ELENCO DEI COMPITI
A - Dal testo sui mulini ad acqua, riporta il passo a partire da "In epoca medioevale, specialmente" e terminando con "secolo d. C.".
B - Per ciascuna affermazione, indica con sì o no se concorda con il testo sui mulini ad acqua e cita le parole che lo decidono: (i) Vitruvio descrisse il meccanismo di queste macchine nel De Architectura; (ii) il monachesimo benedettino era di rito greco-bizantino; (iii) i mulini ad acqua trasformavano l'energia meccanica in energia cinetica.
───── ESTRATTO
L’antica macchina olearia, a energia idraulica, di Molpa (Palinuro) – Un esempio di “Archeologia industriale”

1. I mulini/frantoi ad energia idraulica

In epoca medioevale, specialmente nelle aree ricche di corsi d’acqua, si svilupparono macchine a energia idraulica il cui meccanismo era stato descritto dal famoso scrittore e teorico dell’architettura Marco Vitruvio Pollione (~ 80 a.C. – ~ 15 a.C.) nel suo celebre trattato De Architectura. Da ciò si deduce che queste apparecchiature fossero già conosciute dai romani fin dal I secolo a.C. [1, 2]. Tali congegni ebbero una grande diffusione in Italia e nel Mezzogiorno dal VIII – X secolo d. C.

Nel Cilento, il monachesimo sia Basiliano (di rito greco – bizantino) sia Benedettino (di culto cattolico – romano) che portò alla fondazione d’importanti abbazie, spesso dotate di vasti possedimenti di terre e attorno alle quali si formarono villaggi e casali, favorì fortemente l’introduzione di questi impianti [3].

I mulini ad acqua erano delle macchine motrici in grado di trasformare l’energia (naturale) cinetica di un corso d’acqua in quella meccanica. In particolare erano capaci di convertire il moto rotativo fornito dalle pale di una ruota idraulica nel movimento appropriato al funzionamento di dispositivi adatti a diverse tipologie di lavorazione. Fu possibile quindi costruire mulini per: cereali, frantoi oleari, magli, gualchiere, la fabbricazione della carta, muovere telai ecc.) [4].
──────────
───── DATI RIPORTATI
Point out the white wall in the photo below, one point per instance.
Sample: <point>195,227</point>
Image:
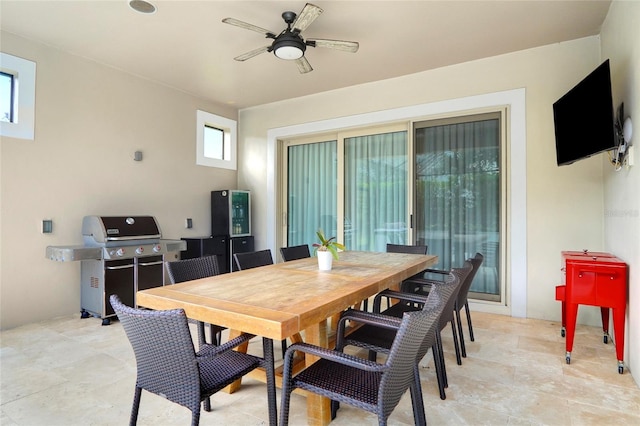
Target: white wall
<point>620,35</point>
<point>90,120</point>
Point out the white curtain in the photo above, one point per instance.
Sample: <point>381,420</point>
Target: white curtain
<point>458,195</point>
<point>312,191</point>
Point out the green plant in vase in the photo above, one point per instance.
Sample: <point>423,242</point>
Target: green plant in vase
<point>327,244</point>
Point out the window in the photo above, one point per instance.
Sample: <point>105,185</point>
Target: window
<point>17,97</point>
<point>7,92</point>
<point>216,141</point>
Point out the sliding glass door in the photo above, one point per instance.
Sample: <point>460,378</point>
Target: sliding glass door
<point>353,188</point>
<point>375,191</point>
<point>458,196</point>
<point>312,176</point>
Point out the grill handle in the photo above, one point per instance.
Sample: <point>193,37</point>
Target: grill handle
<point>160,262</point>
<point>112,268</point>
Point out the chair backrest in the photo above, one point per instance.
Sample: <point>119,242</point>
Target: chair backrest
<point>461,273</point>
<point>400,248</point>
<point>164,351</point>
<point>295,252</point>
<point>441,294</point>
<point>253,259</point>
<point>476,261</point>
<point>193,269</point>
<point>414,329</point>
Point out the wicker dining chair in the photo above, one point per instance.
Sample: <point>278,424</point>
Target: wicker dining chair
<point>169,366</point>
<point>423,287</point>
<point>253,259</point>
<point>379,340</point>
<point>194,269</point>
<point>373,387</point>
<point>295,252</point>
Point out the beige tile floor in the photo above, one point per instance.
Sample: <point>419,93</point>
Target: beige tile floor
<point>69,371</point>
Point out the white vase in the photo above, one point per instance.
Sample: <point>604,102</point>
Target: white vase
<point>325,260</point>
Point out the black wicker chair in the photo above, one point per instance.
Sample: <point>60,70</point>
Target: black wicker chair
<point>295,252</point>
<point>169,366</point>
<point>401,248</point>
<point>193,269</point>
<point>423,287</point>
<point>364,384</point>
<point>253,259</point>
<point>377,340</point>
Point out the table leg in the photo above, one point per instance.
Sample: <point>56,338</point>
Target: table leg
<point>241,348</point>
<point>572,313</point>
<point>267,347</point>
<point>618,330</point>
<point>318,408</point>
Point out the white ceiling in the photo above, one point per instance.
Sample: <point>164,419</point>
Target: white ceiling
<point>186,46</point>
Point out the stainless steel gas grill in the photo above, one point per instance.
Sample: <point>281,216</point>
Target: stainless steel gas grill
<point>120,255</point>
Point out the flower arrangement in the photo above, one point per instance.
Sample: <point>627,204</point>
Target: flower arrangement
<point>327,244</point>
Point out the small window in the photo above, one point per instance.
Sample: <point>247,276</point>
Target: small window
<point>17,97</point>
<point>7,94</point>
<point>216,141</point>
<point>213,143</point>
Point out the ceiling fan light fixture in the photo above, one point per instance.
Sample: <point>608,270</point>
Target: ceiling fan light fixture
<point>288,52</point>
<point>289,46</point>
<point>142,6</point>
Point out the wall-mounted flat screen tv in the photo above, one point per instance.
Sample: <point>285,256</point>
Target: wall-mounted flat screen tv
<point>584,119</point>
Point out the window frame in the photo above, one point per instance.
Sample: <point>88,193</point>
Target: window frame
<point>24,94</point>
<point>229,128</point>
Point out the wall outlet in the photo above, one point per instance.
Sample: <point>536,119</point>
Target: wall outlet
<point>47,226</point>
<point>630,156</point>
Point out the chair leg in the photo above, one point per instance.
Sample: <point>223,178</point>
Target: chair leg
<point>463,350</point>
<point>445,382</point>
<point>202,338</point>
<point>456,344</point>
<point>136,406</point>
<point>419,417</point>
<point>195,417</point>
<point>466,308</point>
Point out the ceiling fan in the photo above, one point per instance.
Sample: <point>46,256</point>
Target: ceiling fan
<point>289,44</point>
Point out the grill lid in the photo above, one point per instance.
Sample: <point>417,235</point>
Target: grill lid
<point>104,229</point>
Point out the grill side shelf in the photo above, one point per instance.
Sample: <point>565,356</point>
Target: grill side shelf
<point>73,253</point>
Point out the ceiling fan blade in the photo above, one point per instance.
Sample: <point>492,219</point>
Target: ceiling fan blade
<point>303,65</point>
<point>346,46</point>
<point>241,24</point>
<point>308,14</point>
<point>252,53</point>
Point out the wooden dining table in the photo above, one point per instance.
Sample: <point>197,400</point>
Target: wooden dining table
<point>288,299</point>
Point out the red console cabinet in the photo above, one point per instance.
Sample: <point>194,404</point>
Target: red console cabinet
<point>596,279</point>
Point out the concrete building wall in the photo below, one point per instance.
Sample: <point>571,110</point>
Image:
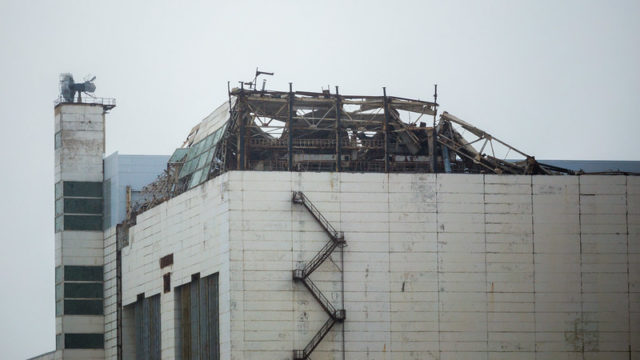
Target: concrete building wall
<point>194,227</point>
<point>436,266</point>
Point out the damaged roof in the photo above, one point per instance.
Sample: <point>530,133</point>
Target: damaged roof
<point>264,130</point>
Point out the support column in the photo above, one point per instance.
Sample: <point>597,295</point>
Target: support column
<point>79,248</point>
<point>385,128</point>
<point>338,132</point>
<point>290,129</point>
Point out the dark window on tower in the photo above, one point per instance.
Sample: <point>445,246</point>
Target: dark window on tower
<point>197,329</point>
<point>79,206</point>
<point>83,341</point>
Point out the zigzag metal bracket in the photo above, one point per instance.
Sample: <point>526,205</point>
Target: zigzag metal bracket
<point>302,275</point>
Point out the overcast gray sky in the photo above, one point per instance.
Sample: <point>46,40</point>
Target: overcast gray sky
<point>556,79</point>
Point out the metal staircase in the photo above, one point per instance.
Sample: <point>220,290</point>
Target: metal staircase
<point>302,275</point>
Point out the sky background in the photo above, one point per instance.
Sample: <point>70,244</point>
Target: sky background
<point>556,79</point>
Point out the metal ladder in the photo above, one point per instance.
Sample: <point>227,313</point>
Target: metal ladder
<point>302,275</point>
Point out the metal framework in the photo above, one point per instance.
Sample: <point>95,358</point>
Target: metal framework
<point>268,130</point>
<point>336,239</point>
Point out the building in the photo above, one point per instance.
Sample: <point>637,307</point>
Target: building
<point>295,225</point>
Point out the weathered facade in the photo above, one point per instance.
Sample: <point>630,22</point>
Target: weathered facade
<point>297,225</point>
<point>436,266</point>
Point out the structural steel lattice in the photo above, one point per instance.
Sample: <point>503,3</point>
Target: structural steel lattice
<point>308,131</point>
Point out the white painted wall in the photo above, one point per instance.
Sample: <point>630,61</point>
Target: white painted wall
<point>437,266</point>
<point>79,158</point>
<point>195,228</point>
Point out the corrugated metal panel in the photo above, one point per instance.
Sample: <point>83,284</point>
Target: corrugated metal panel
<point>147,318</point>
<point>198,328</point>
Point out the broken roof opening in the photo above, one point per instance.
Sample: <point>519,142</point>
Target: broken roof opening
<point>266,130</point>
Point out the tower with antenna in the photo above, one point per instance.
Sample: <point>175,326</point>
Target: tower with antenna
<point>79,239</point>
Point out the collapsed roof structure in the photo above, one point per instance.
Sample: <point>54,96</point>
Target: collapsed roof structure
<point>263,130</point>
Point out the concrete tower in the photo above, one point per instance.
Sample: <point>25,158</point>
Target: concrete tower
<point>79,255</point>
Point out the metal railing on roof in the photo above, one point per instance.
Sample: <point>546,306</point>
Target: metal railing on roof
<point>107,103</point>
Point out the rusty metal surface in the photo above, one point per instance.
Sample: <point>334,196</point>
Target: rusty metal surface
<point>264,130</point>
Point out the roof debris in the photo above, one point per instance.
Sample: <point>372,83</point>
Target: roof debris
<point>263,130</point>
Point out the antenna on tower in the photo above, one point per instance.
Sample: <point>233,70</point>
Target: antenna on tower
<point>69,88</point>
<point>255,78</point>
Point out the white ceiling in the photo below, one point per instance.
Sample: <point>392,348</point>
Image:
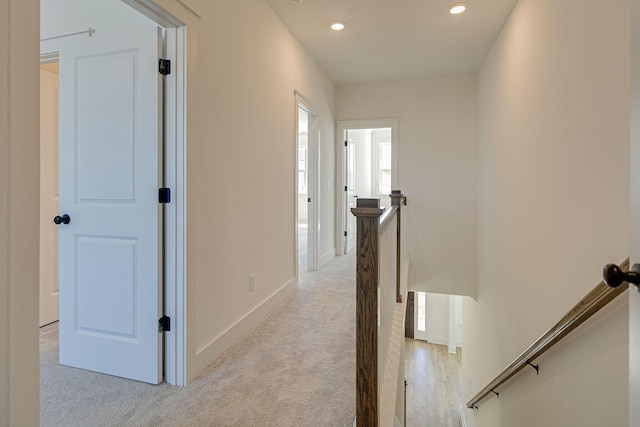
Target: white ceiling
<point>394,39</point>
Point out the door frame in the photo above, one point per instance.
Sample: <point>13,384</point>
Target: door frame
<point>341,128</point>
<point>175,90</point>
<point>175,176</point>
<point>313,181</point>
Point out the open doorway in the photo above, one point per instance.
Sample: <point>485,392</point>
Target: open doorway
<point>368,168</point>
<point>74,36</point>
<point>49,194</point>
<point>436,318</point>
──────────
SOLUZIONI DEGLI ESERCIZI
A -
In epoca medioevale, specialmente nelle aree ricche di corsi d’acqua, si svilupparono macchine a energia idraulica il cui meccanismo era stato descritto dal famoso scrittore e teorico dell’architettura Marco Vitruvio Pollione (~ 80 a.C. – ~ 15 a.C.) nel suo celebre trattato De Architectura. Da ciò si deduce che queste apparecchiature fossero già conosciute dai romani fin dal I secolo a.C. [1, 2]. Tali congegni ebbero una grande diffusione in Italia e nel Mezzogiorno dal VIII – X secolo d. C.

B -
(i) Sì: "il cui meccanismo era stato descritto dal famoso scrittore e teorico dell’architettura Marco Vitruvio Pollione (~ 80 a.C. – ~ 15 a.C.) nel suo celebre trattato De Architectura".
(ii) No: "Benedettino (di culto cattolico – romano)".
(iii) No: "trasformare l’energia (naturale) cinetica di un corso d’acqua in quella meccanica".